*DATASET EXTRACT*
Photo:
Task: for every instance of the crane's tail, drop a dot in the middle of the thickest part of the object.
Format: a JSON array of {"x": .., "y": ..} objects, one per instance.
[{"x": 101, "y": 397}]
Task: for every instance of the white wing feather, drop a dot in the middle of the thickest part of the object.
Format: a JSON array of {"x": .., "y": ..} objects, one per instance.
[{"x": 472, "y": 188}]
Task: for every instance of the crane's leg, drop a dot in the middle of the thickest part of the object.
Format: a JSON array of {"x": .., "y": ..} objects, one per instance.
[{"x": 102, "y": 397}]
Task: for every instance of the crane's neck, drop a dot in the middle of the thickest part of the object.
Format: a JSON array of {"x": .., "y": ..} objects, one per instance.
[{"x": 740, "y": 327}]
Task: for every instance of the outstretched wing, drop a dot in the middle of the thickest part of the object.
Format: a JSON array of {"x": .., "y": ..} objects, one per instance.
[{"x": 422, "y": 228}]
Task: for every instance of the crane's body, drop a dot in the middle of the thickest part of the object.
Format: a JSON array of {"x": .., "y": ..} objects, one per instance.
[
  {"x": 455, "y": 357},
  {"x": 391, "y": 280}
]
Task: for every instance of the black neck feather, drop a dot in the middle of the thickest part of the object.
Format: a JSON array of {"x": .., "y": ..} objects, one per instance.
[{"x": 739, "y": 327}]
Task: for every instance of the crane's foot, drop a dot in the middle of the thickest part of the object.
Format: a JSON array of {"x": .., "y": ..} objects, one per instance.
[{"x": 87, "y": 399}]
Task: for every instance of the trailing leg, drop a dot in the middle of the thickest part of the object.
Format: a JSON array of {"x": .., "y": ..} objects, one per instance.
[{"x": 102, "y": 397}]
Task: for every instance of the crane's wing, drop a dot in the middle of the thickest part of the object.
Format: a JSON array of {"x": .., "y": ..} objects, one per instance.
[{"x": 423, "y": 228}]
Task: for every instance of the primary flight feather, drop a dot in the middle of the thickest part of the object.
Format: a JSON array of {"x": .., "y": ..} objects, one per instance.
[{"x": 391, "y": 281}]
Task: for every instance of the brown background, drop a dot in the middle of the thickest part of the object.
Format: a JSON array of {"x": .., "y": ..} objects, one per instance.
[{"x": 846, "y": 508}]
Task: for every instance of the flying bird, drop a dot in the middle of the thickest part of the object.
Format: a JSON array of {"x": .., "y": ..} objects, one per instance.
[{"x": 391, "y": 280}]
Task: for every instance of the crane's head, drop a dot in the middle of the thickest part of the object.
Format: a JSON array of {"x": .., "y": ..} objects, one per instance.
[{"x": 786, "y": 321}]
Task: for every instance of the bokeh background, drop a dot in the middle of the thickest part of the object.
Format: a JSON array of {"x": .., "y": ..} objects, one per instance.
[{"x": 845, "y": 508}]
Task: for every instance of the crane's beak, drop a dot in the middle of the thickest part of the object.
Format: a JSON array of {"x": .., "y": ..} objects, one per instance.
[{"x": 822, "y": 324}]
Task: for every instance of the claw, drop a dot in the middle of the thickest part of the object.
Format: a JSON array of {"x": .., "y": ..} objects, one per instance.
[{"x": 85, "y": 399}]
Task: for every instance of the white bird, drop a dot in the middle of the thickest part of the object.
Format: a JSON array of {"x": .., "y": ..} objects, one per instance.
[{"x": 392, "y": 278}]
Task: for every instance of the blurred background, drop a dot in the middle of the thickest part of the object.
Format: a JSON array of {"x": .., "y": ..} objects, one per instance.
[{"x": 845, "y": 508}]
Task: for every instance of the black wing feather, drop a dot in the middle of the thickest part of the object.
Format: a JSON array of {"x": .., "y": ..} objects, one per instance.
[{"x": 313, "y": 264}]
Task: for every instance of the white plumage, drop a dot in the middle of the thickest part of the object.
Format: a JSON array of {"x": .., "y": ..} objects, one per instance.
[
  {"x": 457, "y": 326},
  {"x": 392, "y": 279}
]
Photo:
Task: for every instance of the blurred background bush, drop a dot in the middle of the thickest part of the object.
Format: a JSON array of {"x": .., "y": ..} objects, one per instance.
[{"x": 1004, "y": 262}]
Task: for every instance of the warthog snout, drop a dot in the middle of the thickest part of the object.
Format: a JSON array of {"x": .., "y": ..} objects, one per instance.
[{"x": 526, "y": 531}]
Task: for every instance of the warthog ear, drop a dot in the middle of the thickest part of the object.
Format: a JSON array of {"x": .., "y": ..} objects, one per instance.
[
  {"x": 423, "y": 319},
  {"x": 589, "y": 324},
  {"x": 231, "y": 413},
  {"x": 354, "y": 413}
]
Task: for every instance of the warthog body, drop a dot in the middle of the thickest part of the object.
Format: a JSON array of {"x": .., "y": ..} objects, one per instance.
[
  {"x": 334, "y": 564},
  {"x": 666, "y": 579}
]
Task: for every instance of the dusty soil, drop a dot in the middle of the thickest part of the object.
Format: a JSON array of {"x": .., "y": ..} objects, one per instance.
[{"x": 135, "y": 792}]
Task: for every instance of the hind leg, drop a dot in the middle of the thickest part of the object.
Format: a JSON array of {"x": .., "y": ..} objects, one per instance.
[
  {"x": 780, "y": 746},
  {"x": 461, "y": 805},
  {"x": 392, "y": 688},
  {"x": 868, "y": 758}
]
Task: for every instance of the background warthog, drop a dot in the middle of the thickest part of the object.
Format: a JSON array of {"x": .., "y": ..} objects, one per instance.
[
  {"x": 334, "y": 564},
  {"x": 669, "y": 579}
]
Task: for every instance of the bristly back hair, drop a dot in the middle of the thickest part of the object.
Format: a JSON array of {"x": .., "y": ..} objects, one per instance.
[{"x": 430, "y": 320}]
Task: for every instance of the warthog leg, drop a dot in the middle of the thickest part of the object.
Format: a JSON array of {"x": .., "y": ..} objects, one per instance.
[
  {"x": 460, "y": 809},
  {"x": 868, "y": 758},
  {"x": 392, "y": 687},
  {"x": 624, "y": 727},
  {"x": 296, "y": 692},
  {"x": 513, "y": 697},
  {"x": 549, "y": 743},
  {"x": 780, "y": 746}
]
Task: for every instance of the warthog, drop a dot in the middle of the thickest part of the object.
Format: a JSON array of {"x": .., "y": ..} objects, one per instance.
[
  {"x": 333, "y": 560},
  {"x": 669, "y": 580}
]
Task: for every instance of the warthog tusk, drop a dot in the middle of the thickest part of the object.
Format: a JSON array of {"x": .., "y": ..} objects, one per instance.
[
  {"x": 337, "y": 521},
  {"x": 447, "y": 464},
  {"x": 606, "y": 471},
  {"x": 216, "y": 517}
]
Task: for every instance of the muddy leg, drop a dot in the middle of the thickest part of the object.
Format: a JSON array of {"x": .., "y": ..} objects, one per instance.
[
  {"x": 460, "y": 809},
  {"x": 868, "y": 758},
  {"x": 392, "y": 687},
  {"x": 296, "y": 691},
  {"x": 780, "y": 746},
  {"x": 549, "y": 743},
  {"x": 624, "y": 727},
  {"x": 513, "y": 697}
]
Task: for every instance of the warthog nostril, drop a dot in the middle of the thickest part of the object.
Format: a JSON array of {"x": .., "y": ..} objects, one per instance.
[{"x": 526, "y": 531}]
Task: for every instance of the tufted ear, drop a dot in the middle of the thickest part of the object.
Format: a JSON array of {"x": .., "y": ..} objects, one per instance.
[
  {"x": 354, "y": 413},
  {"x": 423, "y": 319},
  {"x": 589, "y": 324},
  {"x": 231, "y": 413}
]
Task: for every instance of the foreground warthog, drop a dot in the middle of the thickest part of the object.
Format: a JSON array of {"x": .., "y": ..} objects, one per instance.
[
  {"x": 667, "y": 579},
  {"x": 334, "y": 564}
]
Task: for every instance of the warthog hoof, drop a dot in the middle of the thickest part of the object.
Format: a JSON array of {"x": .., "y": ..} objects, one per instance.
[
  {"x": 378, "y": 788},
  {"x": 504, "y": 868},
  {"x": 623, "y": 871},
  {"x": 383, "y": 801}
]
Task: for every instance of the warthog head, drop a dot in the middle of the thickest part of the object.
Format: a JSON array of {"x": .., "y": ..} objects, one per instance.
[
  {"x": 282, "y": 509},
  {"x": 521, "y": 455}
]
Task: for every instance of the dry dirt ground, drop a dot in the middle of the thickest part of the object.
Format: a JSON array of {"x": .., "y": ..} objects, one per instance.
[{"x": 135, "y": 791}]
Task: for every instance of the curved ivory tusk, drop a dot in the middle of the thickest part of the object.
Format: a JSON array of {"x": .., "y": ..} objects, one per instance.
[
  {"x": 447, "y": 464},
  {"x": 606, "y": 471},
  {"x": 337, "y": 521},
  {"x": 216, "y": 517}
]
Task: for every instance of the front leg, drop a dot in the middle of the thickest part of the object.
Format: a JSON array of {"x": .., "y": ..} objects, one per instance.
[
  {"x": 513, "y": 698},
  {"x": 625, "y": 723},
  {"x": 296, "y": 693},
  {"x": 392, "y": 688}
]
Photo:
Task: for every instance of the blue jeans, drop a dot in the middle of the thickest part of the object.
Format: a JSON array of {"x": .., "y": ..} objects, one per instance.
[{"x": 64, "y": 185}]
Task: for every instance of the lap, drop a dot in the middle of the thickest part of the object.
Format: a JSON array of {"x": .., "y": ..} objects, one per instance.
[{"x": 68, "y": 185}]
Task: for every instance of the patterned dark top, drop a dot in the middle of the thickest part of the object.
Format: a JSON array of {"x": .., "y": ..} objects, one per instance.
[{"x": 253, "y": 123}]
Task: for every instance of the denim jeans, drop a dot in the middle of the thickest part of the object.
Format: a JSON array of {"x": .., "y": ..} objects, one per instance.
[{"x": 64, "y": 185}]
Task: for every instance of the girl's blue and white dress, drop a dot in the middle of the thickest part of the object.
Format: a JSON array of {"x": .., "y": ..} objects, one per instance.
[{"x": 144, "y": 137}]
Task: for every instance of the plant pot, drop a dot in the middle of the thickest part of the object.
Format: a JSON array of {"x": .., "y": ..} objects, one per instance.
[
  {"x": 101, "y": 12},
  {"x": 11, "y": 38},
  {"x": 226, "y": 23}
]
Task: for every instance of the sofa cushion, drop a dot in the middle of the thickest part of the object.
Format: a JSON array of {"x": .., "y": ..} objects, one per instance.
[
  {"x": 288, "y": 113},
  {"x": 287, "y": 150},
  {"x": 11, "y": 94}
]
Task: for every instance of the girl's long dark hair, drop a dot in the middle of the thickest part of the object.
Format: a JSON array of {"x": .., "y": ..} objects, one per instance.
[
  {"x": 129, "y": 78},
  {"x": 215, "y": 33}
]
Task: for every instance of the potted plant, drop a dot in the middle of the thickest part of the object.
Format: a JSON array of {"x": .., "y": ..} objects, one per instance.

*WHAT IS ASKED*
Reproduce the data from the line containing "Task: for every instance of the sofa" through the end, substituting "place a point" for "drop a dot" and leaving everything else unchanged.

*SOLUTION FOR THIS TASK*
Task: for every instance of the sofa cushion, place a point in the middle of the thickest part of the object.
Format: a JSON array of {"x": .., "y": ..} objects, one per instance.
[
  {"x": 288, "y": 113},
  {"x": 287, "y": 150},
  {"x": 11, "y": 94}
]
Task: for every instance of the girl's long dark hair, place a point in the middle of the thickest part of the object.
Format: a JSON array of {"x": .., "y": ..} objects, one per instance.
[
  {"x": 129, "y": 78},
  {"x": 215, "y": 33}
]
Task: for every instance of the potted plant, place a point in the middle of the thickest part of the object.
Format: a JSON array of {"x": .., "y": ..} objects, one per instance.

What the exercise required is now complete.